Image boundary labeling items —
(begin)

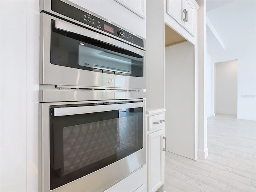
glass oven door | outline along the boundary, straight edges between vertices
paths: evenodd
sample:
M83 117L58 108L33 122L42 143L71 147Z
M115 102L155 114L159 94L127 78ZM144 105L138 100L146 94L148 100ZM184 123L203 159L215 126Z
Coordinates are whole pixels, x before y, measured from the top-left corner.
M50 106L50 190L143 148L144 105L136 100Z
M145 51L44 13L40 16L40 84L145 88Z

(end)

STATED EXERCISE —
Rewrite the items above, changing each "vertices" to "corners" and leaving everything else as it is. Omit the pictures from your answer.

THE RESPONSE —
glass oven door | outline along the boundary, straight edges between corners
paths: evenodd
sample:
M83 117L58 108L33 122L42 143L71 147Z
M115 102L155 114L159 94L127 78ZM144 105L138 100L146 94L148 100ZM184 123L203 159L215 126Z
Coordinates are whole pixels, x before y, measured from the top-left corner.
M50 106L50 190L143 148L144 105L136 100Z
M145 51L44 13L40 16L40 84L145 88Z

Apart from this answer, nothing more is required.